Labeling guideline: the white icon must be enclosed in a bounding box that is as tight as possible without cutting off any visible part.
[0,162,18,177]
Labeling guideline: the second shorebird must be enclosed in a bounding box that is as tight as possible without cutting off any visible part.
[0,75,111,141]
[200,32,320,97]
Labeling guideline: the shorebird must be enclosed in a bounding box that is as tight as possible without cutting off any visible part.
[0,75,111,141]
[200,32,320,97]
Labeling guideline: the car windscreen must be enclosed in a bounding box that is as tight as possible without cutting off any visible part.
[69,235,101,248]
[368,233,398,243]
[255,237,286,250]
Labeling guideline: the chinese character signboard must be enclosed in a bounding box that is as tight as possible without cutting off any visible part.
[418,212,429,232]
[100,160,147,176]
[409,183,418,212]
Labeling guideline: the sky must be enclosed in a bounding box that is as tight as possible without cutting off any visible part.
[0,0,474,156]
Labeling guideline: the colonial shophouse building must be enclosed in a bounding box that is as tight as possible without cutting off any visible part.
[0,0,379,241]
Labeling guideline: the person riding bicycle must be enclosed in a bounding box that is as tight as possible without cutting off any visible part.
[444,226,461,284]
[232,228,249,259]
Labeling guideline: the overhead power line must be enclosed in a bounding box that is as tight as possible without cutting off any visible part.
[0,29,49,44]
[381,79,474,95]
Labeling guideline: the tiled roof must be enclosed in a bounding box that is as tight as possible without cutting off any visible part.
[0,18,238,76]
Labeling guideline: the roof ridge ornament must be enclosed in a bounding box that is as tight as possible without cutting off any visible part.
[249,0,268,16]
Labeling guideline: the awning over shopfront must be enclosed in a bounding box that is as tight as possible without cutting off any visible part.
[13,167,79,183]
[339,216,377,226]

::::::::

- _Aim_
Rewrite the data from its first line through the line that contains "[409,183,418,212]", substituting "bounding rectangle" for each occurrence of "bounding box" and keeping everything else unchanged.

- _Solved exercise_
Labeling guideline: the white icon must be enclosed in a bounding rectangle that is as tight as possible without cutting off any visible part.
[0,162,18,177]
Labeling guideline: the second shorebird must be enclosed in a bounding rectangle that is as tight as possible without cutting off any visible part.
[0,75,111,141]
[200,32,320,97]
Labeling guideline: the shorebird must be enclosed in a bounding rectangle that is as tight as possible without cutting off any visible part.
[0,75,111,141]
[200,32,320,97]
Labeling guideline: the car windscreen must be enclosed in a bounding rectangle that is as tight as possible without cutting off any visible part.
[69,235,101,248]
[368,233,398,243]
[255,237,286,250]
Labeling guideline: the chinese character signboard must be enclosed in a bounding rectangle that is as tight as possible without cutting off any visible part.
[418,212,429,232]
[100,160,147,176]
[409,183,418,212]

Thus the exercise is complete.